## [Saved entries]
━━━━━━━━━━━━━━━━

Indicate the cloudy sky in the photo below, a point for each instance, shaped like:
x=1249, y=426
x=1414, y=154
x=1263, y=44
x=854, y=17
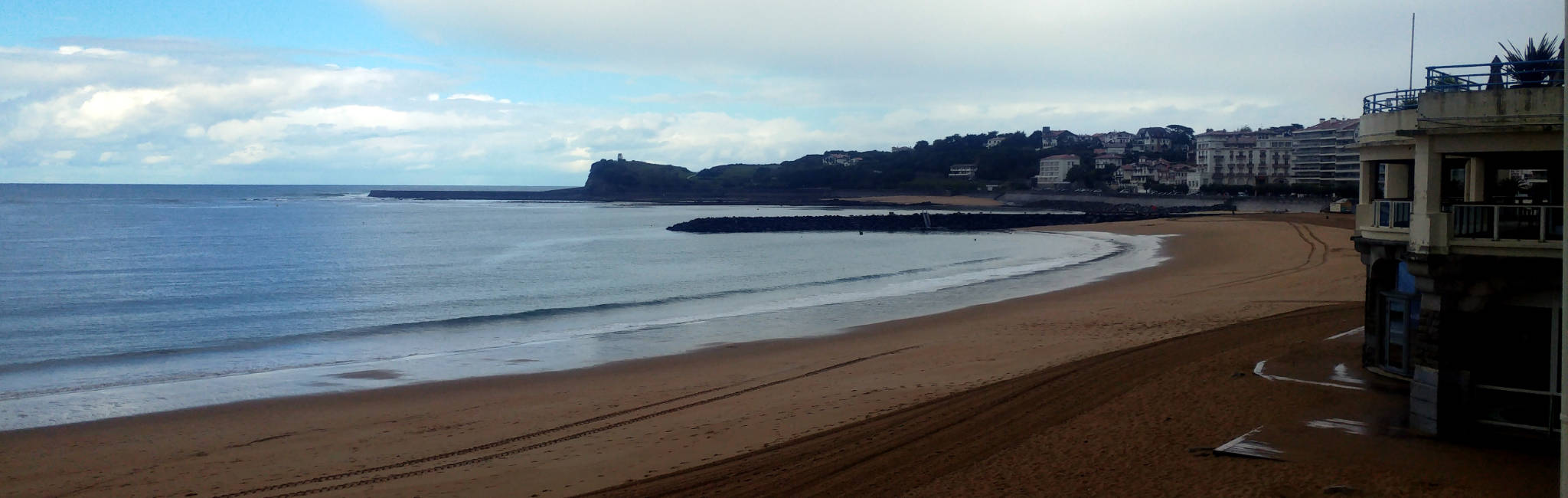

━━━━━━━━━━━━━━━━

## [WHAT YOU SHOULD DO]
Please retype all of the records above word for word, leaving out the pictures.

## [WORKED ANSWER]
Indicate the cloudy sky in the photo below, a point for each instance, shaped like:
x=1249, y=426
x=1414, y=154
x=1263, y=44
x=854, y=17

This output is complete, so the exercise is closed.